| DATA FOR THE TASK |
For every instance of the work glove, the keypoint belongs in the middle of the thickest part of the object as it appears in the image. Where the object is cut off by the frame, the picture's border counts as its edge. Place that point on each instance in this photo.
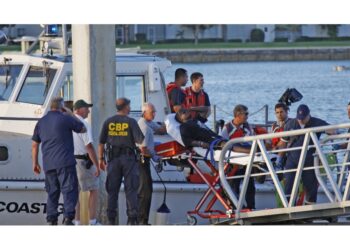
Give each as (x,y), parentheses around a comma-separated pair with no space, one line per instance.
(156,158)
(335,147)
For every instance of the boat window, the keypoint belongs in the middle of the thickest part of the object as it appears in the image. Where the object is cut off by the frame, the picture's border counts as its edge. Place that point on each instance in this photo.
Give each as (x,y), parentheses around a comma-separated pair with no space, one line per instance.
(8,78)
(131,87)
(36,85)
(66,91)
(4,153)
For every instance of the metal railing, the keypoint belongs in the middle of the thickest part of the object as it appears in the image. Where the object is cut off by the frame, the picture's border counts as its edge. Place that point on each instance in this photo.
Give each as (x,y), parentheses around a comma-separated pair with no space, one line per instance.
(333,189)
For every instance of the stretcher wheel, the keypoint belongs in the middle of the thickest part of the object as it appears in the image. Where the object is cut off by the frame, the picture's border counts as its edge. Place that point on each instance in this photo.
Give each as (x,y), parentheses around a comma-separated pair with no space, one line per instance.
(214,221)
(191,220)
(180,168)
(332,219)
(158,167)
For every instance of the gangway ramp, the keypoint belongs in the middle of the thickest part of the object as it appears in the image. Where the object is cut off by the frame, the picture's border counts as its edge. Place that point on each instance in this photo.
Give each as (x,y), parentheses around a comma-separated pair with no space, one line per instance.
(332,177)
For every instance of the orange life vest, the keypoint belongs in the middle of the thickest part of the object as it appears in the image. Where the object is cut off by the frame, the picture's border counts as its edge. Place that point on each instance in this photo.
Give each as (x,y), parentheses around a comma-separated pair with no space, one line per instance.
(193,100)
(170,88)
(234,132)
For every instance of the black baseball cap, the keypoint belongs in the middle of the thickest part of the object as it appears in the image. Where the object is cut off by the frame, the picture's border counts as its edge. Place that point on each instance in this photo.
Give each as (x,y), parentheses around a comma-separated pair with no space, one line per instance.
(81,104)
(302,112)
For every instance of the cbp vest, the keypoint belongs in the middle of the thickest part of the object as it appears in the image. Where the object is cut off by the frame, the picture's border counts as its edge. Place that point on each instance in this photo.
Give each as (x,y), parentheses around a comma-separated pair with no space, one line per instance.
(193,100)
(170,88)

| THE PROBLEM |
Could you copy all of the data above word for word, leaving out the picture?

| REPLY TO THE EXERCISE |
For every instance of the work glove, the keypoint belongs in the middle of the thickest part of the object as it appears in the image. Where the object is cut off by the frame, the picture's border counts as its edge. Place that point on each instance in this photo.
Give each as (x,y), parentheses around a comma-separated pair with no space, one line per instance.
(156,158)
(335,147)
For every instance of the boat window, the keypoint belongs in the middle of the thickest part of the object as it appears in the image. Where the object is cut off by the frame, the picture's border counts as its edge. Place that point on each instance in this photo.
Give each as (x,y), parentheses around a comma-separated pair with no space, one line per instance.
(8,78)
(131,87)
(36,85)
(66,91)
(4,153)
For every instance of the metal railing, the keypoint belongs in the middle of the thickest part of the object as it appears in the image. Where the object is cut off by the frame, the picture's border counts as its edge. Place that point on each instance in this photo.
Give each as (x,y), parentheses around a comma-separated pair with no space, one line per instance.
(333,189)
For every instance of the stretcher wheel, the keypoint belongs in the middle of the thickest part of the object as it appears in the image. Where the object is cut off by the frame, the picture's border counts as its edge. Place that point on each instance in this photo.
Give each as (x,y), parentheses around a comma-separated pair with no space, one line per instance.
(214,221)
(191,220)
(180,168)
(332,219)
(158,167)
For every instance of the gangway ramp, the keypoint belongs in the middle of the thickest part of the object as it appears in the image. Where the object is cut off by the frame, the picture's border counts as its edge. Place that point on each instance in this photo.
Give each as (x,y), parentheses around a comma-separated pair with no space, one line per instance.
(332,177)
For every instance of the orange life vest, the keypoint belongs in the middle of the thickest part of the object as it appears in the image. Where the object is cut off by the frame, the picture's border counts as its edge. Place that point on each instance in this photo.
Give each as (x,y), parentheses around a comma-separated pair with no space, one line per instance.
(193,100)
(170,88)
(234,132)
For every instance of the black baseball cap, the keypoint belongs in the middle of the thickest part of the object as it appears in the image. Where the object is cut off by the frame, the picture's border counts as its edge. Place that point on each instance in this photo.
Give each as (x,y), parentheses around a comma-separated pair with no space, one line per instance.
(81,104)
(302,112)
For every instance of the cbp vest, the keypoint belongs in the middle of the thickest part of the object as it appears in the image. Where the object is cut off by the frame, the picture's border counts as its edge. Place that point on each instance in this photo.
Give each as (x,y), parentheses around a comma-separated pair with no space, one line per instance.
(193,100)
(170,88)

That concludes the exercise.